- **Page extract**
▼
At Peter's household, which is a modest cluster of buildings on the edge of a spread-out village, Peter's mother was at home doing chores. I had been to the house before, so she remembered me. I greeted her as politely as possible with my rudimentary Chichewa. Peter explained that we were here for masuku, and I heard her reply something about a fire (moto). Oh, I saw what she was talking about: two-thirds of the masuku tree's crown had been scorched by a rubbish fire that had been lit directly underneath it. The tree's leaves had not actually caught fire, but the heat had shrivelled them. That was a shame, it had been a beautiful tree.

Nevertheless, the existing masuku fruits were still OK, and Peter knocked down a dozen for me with a pole. They were still green and hard, but they would ripen in a few days, he assured me. I thanked him (and his mother, who plied us with raw cassava on our way out), and he walked with me through the village paths until we reached the closest minibus stage on the main road, which was St. Anthony's, just before Makoka.

As we walked, he told me about a controversial proposal to introduce regional admissions quotas in Malawi's universities. Currently, students from the Northern region tend to be overrepresented, and students from the Central and Southern regions are underrepresented; this proposed system would admit students from each region in a fixed ratio. Peter asked me what I thought of the idea.

"I think that solution is too simple," I said. "The problem must be quite complicated. Why are Northerners overrepresented? Is it because they have better secondary schools? Or a different culture that emphasises education? Or something else? In any case, that difference will still remain." It sounds like an interesting debate - I will have to read more about it.
▲
- **Extracted information**
▼
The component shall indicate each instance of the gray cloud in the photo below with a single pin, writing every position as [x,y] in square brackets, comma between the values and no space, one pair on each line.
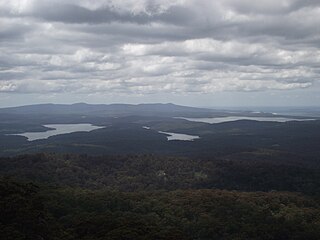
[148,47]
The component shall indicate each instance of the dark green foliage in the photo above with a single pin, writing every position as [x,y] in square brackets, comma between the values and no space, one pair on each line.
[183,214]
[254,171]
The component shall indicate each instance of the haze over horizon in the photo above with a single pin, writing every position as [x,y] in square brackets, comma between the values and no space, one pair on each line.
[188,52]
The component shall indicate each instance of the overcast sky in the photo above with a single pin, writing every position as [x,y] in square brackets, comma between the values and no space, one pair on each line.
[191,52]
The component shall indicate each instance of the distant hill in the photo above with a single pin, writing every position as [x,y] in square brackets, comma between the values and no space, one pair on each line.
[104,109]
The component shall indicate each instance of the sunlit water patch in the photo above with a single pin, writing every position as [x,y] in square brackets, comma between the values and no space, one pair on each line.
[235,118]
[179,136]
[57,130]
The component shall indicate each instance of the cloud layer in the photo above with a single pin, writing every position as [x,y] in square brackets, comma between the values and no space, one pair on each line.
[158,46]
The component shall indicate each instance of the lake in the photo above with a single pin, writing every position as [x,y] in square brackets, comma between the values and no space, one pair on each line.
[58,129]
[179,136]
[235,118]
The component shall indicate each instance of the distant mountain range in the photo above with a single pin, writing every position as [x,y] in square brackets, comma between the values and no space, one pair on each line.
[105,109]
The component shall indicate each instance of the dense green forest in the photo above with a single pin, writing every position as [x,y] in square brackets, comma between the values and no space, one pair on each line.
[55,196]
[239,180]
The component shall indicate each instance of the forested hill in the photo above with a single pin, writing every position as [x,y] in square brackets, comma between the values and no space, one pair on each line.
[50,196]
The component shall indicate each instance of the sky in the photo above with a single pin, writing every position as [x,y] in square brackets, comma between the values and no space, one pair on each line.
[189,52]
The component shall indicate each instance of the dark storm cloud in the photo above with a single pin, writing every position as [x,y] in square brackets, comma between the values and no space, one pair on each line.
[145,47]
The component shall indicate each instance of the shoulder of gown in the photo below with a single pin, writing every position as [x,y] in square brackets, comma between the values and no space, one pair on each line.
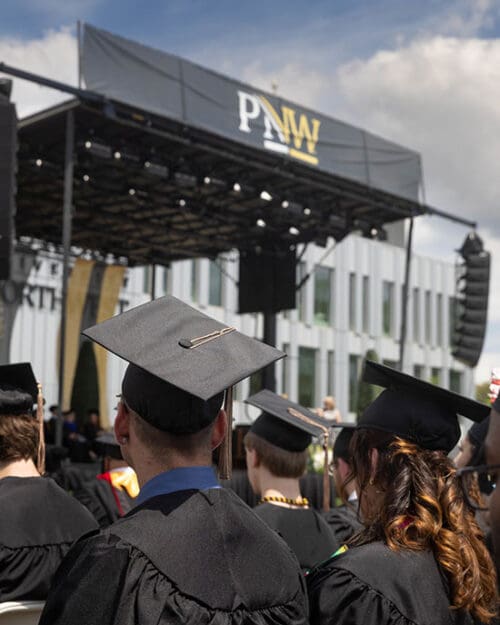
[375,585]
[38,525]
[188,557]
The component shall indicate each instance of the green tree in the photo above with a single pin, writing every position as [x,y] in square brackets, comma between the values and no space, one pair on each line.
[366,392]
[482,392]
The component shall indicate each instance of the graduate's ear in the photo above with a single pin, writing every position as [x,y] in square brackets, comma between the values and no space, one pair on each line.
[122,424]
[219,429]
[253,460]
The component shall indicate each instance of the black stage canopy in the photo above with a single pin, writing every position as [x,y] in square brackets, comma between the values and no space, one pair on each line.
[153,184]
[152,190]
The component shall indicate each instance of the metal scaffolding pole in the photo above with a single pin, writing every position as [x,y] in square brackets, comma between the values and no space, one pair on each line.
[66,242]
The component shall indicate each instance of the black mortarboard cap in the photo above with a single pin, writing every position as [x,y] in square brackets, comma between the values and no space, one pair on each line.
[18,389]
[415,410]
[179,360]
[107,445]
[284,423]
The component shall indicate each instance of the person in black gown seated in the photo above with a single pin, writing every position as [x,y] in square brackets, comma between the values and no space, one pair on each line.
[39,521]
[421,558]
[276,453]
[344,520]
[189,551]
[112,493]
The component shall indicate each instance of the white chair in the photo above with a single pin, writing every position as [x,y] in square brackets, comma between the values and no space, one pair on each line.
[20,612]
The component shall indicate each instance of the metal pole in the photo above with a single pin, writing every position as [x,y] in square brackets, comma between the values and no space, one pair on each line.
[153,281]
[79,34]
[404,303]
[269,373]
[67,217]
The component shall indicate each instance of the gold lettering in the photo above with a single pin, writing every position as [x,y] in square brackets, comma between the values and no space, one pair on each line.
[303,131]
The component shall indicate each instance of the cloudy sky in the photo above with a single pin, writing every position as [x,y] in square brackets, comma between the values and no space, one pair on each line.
▲
- **Written instruction 1**
List every question the narrator asks Peter about Northerners in the account of the masuku visit.
- **Written instruction 2**
Does the account of the masuku visit support each statement? Answer yes or no, and quote the words that decide it.
(a) Peter knocked down a dozen masuku fruits with a pole.
(b) The leaves of the masuku tree caught fire.
(c) Students from the Northern region tend to be underrepresented in Malawi's universities.
- **Written instruction 3**
Continue the account of the masuku visit, starting after its last sentence.
The records are not needed for this work.

- **Task output 1**
- "Why are Northerners overrepresented?"
- "Is it because they have better secondary schools?"
- "Or a different culture that emphasises education?"
- "Or something else?"

- **Task output 2**
(a) Yes: "Peter knocked down a dozen for me with a pole."
(b) No: "The tree's leaves had not actually caught fire, but the heat had shrivelled them."
(c) No: "Currently, students from the Northern region tend to be overrepresented"

- **Task output 3**
* * * * *

I arrived back in town at 4:55, but unfortunately Fegs was just closing its doors. I'd have to get my envelopes tomorrow. Instead I went to the market and got some vegetables for dinner, then went to All Seasons Internet Cafe. When I got my flash drive out of my pocket, a Tephrosia leaf came along with it.

At home, I decided it was about time I cooked dinner for everyone, so I made a big pot of pasta with cheese sauce. (Not too exciting - it's powdered cheese sauce mix from a packet. But that's better than nothing.) I added fresh green peas, julienned carrots, sauteed onion, and - at the very end - diced tomato. Once that was finished, I sauteed the Chinese cabbage I'd bought at the market, since that doesn't tend to keep.

After cleaning up the kitchen, I was too tired to do anything useful, so I lay down and read a few more chapters of "West With the Night." (I'm not sure whether to be envious that I didn't spend my childhood getting gored by wild boars like Beryl Markham did.) Eventually I mustered up enough energy to write a blog entry.

Before going to sleep, I wanted to figure out how much I should pay Peter for his work today, so I looked through my old notebooks from last year to see if I had made a note of his salary. I ended up spending twenty minutes nostalgically thumbing through my notebooks page by page, remembering why this page was mud-splattered and what that scrawled note meant. I had worked so hard last year! Just look at how many drafts I'd drawn of these rain shelter blueprints. And how I'd calculated the evaporation pan diameter as that of a cone, rather than as a cylinder. And oh - those pages of soil sample moisture data - it made my arms ache just to think of all those hours with the Edelman auger!

Even though last year's work didn't produce the results I hoped for, let it not be said that I didn't work hard. I hope I can work equally hard this year, but be smarter about it, and end up with something worthy of a dissertation.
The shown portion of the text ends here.